(SUPPLIED PASSAGE):
┄┄┄┄┄┄┄┄┄┄
Celebrating communion as a community

Written on 11/03/2022
Matt V. Unger

In the face of church attendance decline, division, and moral failure, the eucharist should become more central

Writtenby Matt V. Unger 

How will church gatherings, services, and the Church as a whole change in the next few decades? As we move forward and try to discover what life will be like post lockdowns and post-pandemic the question of what’s next presses in—for pastors, church leaders, and attendees alike.

Churches must continue to gather because that is what church truly is, but what will those gatherings look like? And if we believe the words of Jesus that the Church will always persevere and nothing will overtake it, how will it keep going into the future?

As we look at churches across North America, we see division on multiple levels. With leaders failing morally and the overall health of the Church being in decline, we know we need some sort of change. Before the pandemic even started, there was a steady decline in Canadians being regularly involved in religious activity. 

By 2019, only 23 percent of Canadians participated in religious activity at least once a month, compared to 43 per cent in 1985. Statistics Canada reported that number dipping to 19 per cent once the pandemic started in 2020. We know there are many causes of this, but we need to ask ourselves, how can we change our gatherings to bring people back to looking at Jesus?

If we are the gathered community of Christ, we must gather around something. In the future of the Church, I believe communion will take a larger role in our gatherings. 

Depending on your church tradition, communion may already play a large and central part in your worship experience. But for some Evangelical churches, the sacrament of communion has become a checklist experience once a month or less. Something that takes up more time in our service, so we need to cut something else out.
┄┄┄┄┄┄┄┄┄┄
(Entries taken from a collection)
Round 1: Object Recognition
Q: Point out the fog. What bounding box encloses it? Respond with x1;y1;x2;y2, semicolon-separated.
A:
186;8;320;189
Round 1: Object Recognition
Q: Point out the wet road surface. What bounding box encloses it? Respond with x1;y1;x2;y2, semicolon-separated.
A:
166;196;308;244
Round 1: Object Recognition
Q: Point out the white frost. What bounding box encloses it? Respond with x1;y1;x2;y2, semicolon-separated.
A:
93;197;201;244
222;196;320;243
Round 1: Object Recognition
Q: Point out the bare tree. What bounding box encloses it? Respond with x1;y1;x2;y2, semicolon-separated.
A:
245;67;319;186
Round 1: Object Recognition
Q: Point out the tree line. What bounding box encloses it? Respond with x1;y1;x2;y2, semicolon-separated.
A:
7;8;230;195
┄┄┄┄┄┄┄┄┄┄
(WHAT IS EXPECTED):
Answer the questions below about the article on communion, numbering your answers to match.
1. According to the subtitle, what should become more central in the face of church attendance decline, division, and moral failure?
2. What share of Canadians participated in religious activity at least once a month in 1985?
3. For some Evangelical churches, how often has communion become a checklist experience?

(RESULT OF THIS TASK):
1. The eucharist.
2. 43 per cent.
3. Once a month or less.